INSTRUCTIONS TO FOLLOW. Please rewrite the listing below with every "point out" replaced by "mark" and everything else unchanged, leaving the pictures out of your answer.

## BEGIN SOURCE RECORDS

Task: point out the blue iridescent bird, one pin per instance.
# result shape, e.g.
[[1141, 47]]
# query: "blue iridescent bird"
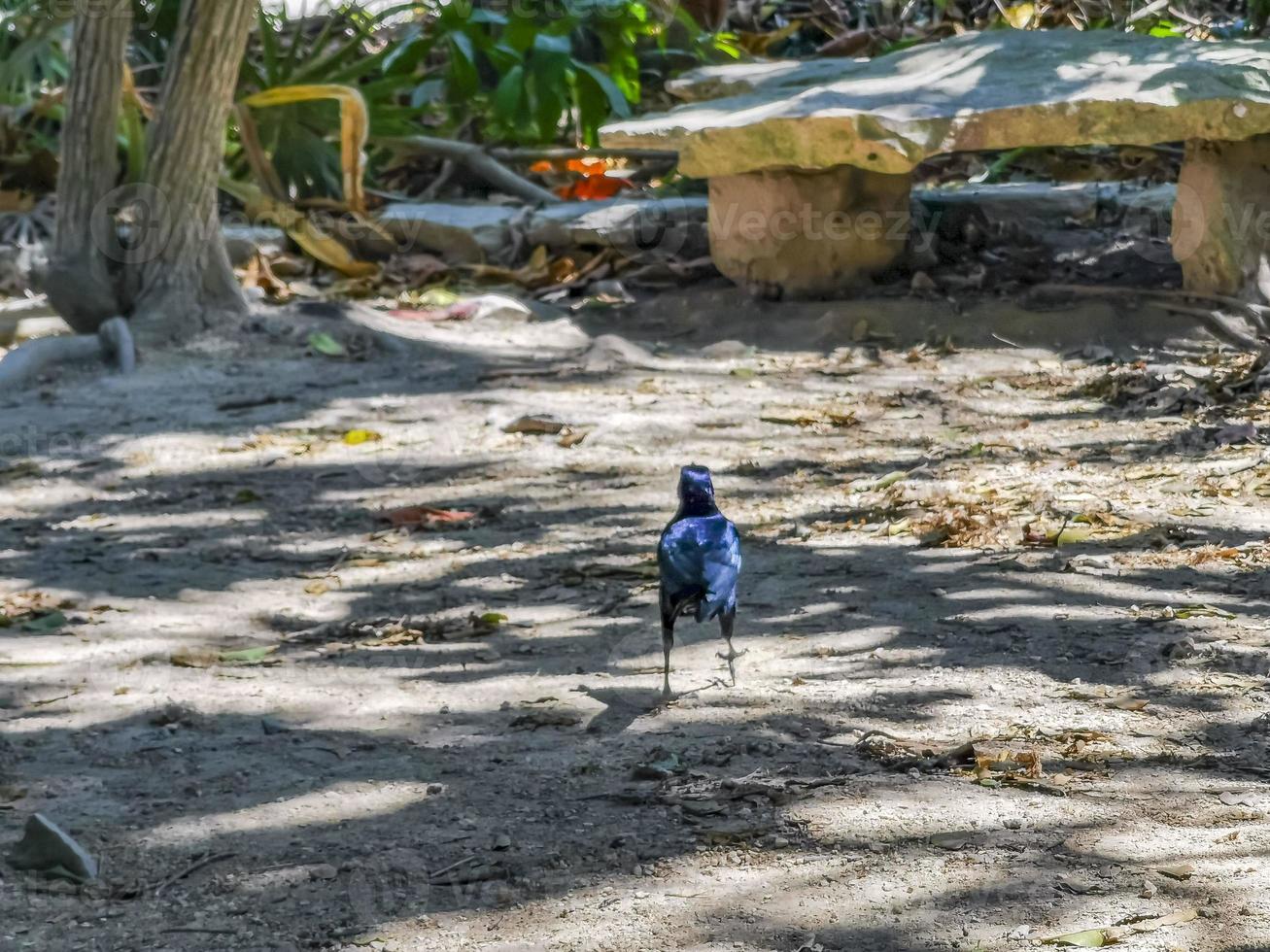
[[699, 561]]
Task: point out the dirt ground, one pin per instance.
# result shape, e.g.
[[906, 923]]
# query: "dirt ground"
[[1004, 612]]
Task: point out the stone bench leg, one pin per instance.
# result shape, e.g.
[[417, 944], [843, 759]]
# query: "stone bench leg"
[[801, 234], [1220, 231]]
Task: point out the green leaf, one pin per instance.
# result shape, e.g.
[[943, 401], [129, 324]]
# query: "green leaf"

## END SOURCE RECORDS

THE OUTPUT.
Task: mark the blue iridescent bird, one pin per instance.
# result shape, e.g.
[[1141, 47]]
# query: "blue iridescent bird"
[[699, 561]]
Task: mark the dirt ground, one pin per instance.
# result shape, e.g.
[[906, 923]]
# query: "dirt ground"
[[1004, 612]]
Task: mark the stone bench leg, one pin per instance.
# result shape, e.g.
[[417, 944], [843, 759]]
# query: "stone bench leg"
[[801, 234], [1220, 231]]
Task: mark the green leaf, one pin per instance.
# result shape, e.g.
[[943, 401], [129, 324]]
# query: "green leaf"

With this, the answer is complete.